■ Records:
::::

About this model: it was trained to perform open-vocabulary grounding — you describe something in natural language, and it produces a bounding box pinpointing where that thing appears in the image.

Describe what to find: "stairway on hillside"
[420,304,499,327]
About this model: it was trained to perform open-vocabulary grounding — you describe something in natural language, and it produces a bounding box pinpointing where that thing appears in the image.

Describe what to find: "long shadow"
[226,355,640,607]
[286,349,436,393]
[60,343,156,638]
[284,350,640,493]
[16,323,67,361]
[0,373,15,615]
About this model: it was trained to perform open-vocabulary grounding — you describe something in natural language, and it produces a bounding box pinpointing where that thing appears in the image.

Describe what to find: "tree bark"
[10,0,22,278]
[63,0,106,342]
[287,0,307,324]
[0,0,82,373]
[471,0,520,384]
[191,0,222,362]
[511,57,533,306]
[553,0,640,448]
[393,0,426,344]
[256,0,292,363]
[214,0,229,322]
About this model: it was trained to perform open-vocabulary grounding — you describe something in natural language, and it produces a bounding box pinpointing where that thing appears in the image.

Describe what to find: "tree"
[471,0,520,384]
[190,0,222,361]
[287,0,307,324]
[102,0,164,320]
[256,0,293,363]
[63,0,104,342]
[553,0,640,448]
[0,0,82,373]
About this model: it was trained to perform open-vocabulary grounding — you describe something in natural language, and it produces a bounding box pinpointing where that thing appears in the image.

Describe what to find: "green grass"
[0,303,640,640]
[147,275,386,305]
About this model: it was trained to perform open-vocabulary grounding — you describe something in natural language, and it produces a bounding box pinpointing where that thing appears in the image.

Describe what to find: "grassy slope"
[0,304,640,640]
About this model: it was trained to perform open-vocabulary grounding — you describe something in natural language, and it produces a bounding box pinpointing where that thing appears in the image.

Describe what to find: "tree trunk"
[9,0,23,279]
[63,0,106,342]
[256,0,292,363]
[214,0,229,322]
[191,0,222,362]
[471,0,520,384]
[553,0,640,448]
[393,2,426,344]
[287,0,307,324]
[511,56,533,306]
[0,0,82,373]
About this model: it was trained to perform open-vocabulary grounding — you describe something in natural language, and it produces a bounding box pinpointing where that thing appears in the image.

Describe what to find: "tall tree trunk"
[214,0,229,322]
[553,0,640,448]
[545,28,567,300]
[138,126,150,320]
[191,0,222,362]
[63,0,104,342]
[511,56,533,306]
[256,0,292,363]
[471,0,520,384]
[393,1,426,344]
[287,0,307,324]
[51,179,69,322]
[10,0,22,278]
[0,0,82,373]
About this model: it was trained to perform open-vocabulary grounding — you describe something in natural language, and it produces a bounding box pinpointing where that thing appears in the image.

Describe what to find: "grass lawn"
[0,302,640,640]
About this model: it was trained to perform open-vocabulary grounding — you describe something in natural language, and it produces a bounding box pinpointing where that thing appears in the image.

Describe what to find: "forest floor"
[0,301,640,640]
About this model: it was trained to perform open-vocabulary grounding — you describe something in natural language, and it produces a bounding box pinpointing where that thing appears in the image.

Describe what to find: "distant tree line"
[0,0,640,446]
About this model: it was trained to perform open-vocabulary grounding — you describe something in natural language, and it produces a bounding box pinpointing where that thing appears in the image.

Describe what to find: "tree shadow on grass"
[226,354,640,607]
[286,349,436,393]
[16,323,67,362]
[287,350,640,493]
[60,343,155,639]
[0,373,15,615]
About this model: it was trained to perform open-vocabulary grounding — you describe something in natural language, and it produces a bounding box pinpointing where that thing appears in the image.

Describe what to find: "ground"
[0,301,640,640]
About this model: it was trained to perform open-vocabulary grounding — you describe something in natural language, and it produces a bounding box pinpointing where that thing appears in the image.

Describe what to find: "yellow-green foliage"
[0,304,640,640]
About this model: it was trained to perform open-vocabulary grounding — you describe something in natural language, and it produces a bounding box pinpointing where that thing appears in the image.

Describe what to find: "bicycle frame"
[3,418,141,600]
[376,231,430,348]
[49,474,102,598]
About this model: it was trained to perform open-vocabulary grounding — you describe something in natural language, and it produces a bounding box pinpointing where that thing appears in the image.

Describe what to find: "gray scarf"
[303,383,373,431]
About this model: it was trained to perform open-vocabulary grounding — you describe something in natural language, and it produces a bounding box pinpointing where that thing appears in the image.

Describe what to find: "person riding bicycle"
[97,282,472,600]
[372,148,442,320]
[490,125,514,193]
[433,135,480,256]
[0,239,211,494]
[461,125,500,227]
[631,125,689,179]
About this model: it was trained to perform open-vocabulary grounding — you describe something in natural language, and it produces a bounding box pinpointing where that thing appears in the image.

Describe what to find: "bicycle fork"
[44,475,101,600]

::::

■ DO THIS:
Reproduce every one of the entries above, line for line and without changes.

■ ANSWER:
About this model: it was trained to perform open-vocabulary grounding — you describe something in natural language, and it produces a bounding box pinpointing where that thing appears in the image.

Describe what to find: "stairway on hillside"
[420,304,499,327]
About this model: it was trained to perform open-vocabulary grounding — you describe something in natural language, and it produces a bounding box pinpointing where that thing appears in the image.

Describe what to find: "long shadow"
[226,355,640,607]
[286,349,436,393]
[60,343,156,638]
[284,350,640,493]
[16,323,67,361]
[0,373,15,615]
About this model: it was trained to perform open-vocabulary grounding — you describe something in natural language, and it produces a bounding box pinpointing where that thing appears in the image.

Describe what to find: "tree bark"
[10,0,22,278]
[63,0,106,342]
[287,0,307,324]
[0,0,82,373]
[471,0,520,384]
[191,0,222,362]
[511,57,533,306]
[553,0,640,448]
[393,0,426,344]
[256,0,292,363]
[214,0,229,322]
About this model: it was trained to perform open-vocabulary grounding — you describe something in natural language, and it produces a bounding box pinpointing where that thing appears in the image.

Describe what to find: "tree"
[471,0,520,384]
[190,0,222,361]
[287,0,307,324]
[102,0,164,320]
[256,0,293,363]
[63,0,104,342]
[553,0,640,448]
[0,0,82,373]
About this model: it was trained to perform open-vocabulary grounding — you describe something in natural language, and it produces a bounding box pinpointing where that thing appears in the image.

Describe what to find: "green grass"
[0,303,640,640]
[147,275,386,305]
About this model: it was trained to perform open-vocabulary grounding — you describe something in natural language, and it produces a bounding box pinpointing where that thing appears in the image.

Describe what to find: "grassy slope"
[0,304,640,640]
About this model: it was trained to perform open-vocabulary grounding — you describe something in natural language, and it produces a bounding box pinpointing where that thing appears in the image.

Describe what to find: "tree trunk"
[9,0,23,279]
[63,0,106,342]
[256,0,292,363]
[214,0,229,322]
[191,0,222,362]
[471,0,520,384]
[553,0,640,448]
[393,2,426,344]
[287,0,307,324]
[511,56,533,306]
[0,0,82,373]
About this model: it was trained to perform open-vocabulary grounding — you describe something in natural language, and it produces a bounding box pinpointing where that thing appears in the image.

Describe what to find: "tall tree trunk"
[214,0,229,322]
[553,0,640,448]
[545,28,567,300]
[138,126,150,320]
[191,0,222,362]
[63,0,104,342]
[511,56,533,306]
[256,0,292,363]
[471,0,520,384]
[393,1,426,344]
[287,0,307,324]
[51,179,69,322]
[10,0,22,278]
[0,0,82,373]
About this model: it was trained to perform open-vocabulary grounding — you describe something in natural language, and it produces a bounding box pinpointing where that thing appears in the image.

Describe what to find: "grass lawn"
[0,302,640,640]
About this model: it was trained to perform open-vocabulary grounding — you describe something in natural language, and it produces a bounding box pinpointing where that thing appears in the image.

Describe what to find: "forest floor"
[0,301,640,640]
About this model: it was trained to perform open-vocabulary grounding — you describe something in natural language, and it produces a bounding box pinpointing where that thing appears in the image.

Describe what to find: "distant tree line"
[0,0,640,446]
About this model: it was trained to perform open-vocabulary grounding — you describe something in natural language, and it produces a bounding box pinpointing where that thing appears in the image.

Describe what to find: "tree shadow on grass"
[226,354,640,607]
[286,349,436,393]
[16,323,67,362]
[287,350,640,493]
[60,343,155,639]
[0,373,15,615]
About this model: it was trained to perform open-vocabulary grounding — you describe something in natural language, and it produces a bounding box pinpointing where that thing appears in the image.

Describe what to find: "ground"
[0,301,640,640]
About this model: it was trained to perform open-vocabulary grounding — you describe something in natural language, and it produces a bounding box pinpointing where that thing appears in the image.

Describe what to find: "yellow-green foliage"
[0,304,640,640]
About this model: it was trained to perform open-vocabulary grounding — you describe something in natural language, and it produces a bounding box pinpointing where that thing appears in the image.

Describe what to find: "bicycle frame"
[3,418,141,600]
[376,231,430,348]
[49,474,102,598]
About this model: it was trained to perform open-vocabulary grounding — you describe something in natural language, and it produces a bounding box pinpointing where that thing appears in the image.

Describe what to find: "gray scarf"
[303,383,373,431]
About this model: it was trained to perform open-vocabulary grounding — you describe something in natural language, and it produces a bounding box pinpointing where that thing appears in the image.

Describe what to find: "person riding bicycle"
[97,282,472,600]
[372,148,442,320]
[490,125,514,193]
[433,135,480,256]
[0,239,211,494]
[461,125,500,227]
[631,125,689,179]
About this model: it was trained to perform open-vocabulary grounding — you describe something in natural language, and it produces a bounding box pinpointing where that thing appears in the image.

Describe what to find: "bicycle fork"
[44,475,101,600]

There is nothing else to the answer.